*What you have to do*.
Express the entries from the line containing "query (the noun phrase to segment): quilted" through the line containing "POLYGON ((145 53, 149" as a two-column CSV with the header input,output. Give one row per entry, with its text and its answer each in a single quoted field, line breaks turned into spaces, and the pictures left out.

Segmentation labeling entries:
- - -

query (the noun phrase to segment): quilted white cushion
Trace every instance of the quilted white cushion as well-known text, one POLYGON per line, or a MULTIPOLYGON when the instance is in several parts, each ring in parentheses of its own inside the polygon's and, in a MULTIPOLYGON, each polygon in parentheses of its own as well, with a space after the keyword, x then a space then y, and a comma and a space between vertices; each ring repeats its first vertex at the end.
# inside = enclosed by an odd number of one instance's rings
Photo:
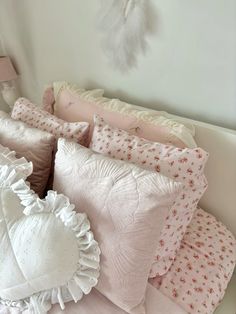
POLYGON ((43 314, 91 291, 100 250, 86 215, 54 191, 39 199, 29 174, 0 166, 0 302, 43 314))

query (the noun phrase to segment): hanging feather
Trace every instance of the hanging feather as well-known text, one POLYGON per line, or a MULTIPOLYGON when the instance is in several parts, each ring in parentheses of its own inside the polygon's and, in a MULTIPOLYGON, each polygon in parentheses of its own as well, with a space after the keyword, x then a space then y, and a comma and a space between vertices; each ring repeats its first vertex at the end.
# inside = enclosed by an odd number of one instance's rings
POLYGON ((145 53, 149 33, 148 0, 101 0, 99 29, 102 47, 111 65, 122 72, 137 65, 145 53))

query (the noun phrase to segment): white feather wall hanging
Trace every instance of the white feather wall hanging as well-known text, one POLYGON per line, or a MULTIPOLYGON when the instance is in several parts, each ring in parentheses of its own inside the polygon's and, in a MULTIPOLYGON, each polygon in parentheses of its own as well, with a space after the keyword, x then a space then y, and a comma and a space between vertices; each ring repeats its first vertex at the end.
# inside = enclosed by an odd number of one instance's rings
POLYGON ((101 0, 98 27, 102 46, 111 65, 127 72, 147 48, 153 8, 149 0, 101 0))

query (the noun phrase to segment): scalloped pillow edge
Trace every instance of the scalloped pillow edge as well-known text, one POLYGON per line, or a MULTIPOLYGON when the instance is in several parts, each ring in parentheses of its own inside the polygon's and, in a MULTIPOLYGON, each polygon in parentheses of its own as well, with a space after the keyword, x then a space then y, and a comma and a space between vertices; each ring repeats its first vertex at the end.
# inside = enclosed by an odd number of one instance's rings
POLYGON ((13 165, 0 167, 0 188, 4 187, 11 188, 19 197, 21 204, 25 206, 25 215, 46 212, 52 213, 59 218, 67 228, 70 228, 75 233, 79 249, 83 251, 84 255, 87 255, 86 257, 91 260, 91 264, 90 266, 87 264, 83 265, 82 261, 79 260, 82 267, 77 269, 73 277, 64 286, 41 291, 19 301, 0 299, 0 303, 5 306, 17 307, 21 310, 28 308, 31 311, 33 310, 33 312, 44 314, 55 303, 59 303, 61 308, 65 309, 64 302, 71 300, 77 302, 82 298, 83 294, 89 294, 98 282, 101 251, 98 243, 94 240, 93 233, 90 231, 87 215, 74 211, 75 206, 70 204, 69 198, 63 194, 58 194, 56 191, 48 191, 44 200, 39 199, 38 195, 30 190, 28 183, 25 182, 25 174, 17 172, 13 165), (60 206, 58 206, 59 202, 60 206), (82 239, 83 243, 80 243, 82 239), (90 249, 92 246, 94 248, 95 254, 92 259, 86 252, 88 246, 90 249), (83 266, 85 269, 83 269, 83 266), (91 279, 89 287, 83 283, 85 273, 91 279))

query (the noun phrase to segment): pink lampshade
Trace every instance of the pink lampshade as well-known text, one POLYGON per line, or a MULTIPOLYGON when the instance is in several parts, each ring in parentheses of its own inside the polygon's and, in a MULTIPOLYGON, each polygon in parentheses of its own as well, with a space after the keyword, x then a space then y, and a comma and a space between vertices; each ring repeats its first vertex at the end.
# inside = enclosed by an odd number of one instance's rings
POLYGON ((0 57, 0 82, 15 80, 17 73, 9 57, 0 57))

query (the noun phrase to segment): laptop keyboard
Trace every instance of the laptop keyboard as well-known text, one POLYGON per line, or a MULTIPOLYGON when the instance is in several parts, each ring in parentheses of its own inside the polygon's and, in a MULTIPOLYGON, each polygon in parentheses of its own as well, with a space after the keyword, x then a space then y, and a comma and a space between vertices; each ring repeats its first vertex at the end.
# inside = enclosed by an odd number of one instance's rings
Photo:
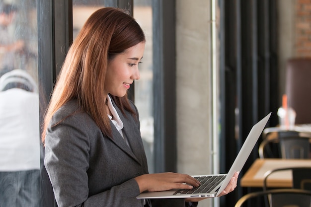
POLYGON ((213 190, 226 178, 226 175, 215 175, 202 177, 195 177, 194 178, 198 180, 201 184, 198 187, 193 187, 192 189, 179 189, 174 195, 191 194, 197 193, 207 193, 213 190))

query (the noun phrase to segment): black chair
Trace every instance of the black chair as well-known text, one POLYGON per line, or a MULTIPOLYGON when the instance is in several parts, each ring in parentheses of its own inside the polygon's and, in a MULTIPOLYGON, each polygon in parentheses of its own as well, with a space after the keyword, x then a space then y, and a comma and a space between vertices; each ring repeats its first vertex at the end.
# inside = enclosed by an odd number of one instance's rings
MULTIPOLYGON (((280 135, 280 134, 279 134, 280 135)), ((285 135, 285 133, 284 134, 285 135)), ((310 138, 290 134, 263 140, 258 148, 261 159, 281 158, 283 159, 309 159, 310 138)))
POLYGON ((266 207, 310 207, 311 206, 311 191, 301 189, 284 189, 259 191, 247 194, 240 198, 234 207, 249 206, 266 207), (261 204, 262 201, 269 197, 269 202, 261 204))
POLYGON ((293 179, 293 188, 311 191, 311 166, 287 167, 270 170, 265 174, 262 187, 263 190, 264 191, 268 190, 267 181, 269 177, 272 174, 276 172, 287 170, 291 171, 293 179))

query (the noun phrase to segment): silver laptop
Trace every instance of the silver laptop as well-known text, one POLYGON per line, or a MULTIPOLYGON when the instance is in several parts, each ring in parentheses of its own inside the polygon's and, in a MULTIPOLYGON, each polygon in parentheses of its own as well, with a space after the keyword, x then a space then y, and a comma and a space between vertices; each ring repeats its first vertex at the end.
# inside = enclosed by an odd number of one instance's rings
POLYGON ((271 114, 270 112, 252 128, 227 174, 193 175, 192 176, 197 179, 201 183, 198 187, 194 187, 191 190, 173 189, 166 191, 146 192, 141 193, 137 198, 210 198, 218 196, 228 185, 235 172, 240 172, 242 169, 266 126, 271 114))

- - -

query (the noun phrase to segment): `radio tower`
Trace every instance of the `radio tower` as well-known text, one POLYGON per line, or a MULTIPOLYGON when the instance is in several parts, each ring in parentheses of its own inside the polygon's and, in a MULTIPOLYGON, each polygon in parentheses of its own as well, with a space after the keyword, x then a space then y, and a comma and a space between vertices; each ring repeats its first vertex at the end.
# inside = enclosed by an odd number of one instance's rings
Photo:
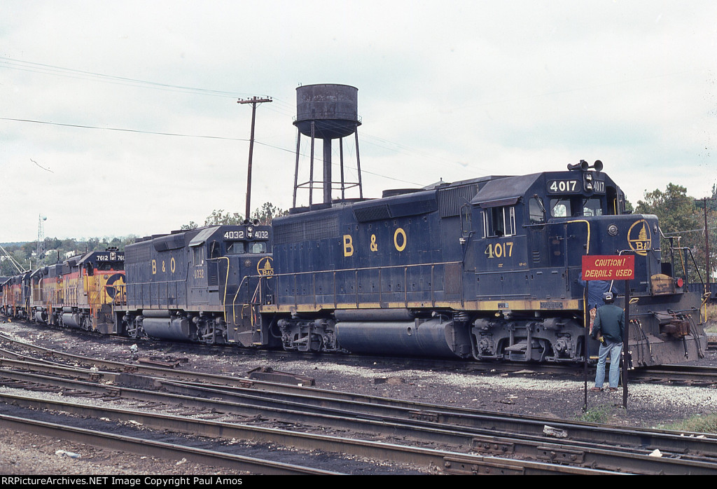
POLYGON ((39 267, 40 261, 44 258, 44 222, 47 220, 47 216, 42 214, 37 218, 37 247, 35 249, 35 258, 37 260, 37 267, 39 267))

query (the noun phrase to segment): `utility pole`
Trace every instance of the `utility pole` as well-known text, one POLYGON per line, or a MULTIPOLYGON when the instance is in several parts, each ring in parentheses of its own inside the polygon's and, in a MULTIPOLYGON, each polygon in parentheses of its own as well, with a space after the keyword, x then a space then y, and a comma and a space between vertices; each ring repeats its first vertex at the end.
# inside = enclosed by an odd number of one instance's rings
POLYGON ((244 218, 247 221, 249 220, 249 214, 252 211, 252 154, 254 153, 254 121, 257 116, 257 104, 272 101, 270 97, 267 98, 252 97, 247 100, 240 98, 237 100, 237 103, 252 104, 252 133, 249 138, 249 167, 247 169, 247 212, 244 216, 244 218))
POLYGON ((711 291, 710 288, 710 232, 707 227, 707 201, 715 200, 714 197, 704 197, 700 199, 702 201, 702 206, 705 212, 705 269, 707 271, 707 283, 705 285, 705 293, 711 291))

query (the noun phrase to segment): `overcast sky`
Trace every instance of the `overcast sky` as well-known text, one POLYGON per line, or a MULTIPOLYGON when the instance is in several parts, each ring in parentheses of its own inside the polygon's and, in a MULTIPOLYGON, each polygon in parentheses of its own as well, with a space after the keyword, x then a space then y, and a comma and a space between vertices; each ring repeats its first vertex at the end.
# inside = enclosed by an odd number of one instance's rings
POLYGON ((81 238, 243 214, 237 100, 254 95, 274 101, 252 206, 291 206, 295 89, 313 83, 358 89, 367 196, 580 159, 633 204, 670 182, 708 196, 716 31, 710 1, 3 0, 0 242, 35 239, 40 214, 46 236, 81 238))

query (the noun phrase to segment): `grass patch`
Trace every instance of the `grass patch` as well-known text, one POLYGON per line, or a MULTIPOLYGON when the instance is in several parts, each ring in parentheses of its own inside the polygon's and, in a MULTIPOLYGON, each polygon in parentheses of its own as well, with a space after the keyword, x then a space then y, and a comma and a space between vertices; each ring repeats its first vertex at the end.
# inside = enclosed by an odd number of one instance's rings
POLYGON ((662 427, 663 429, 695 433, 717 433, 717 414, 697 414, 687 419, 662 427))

- - -

*Expected output*.
input,output
"query (the noun phrase to segment): quilted white cushion Trace every instance of the quilted white cushion as well-known text, one POLYGON per line, or a MULTIPOLYGON when the instance is in several parts, each ring in parentheses of its own inside the polygon's and, in a MULTIPOLYGON, each polygon in parentheses of its own as well, with a space after the keyword, x then a space then y, and a comma and a space between vertices; each ring repeats its first vertex at the end. # inside = enclosed by an odd number of one instance's rings Photo:","POLYGON ((43 314, 91 291, 100 250, 86 215, 54 191, 39 199, 29 174, 0 166, 0 302, 43 314))"
"query (the noun phrase to segment): hanging feather Trace every instance of the hanging feather as well-known text, one POLYGON per line, or a MULTIPOLYGON when the instance is in several parts, each ring in parentheses of its own inside the polygon's and, in a MULTIPOLYGON, each polygon in parentheses of its own as well, with a space after the keyword, x then a space then y, and a comma and a space between vertices; each ring repeats its first vertex at the end. # inside = enclosed by an odd number of one instance's rings","POLYGON ((145 53, 149 33, 148 0, 101 0, 99 29, 102 47, 111 65, 122 72, 137 65, 145 53))"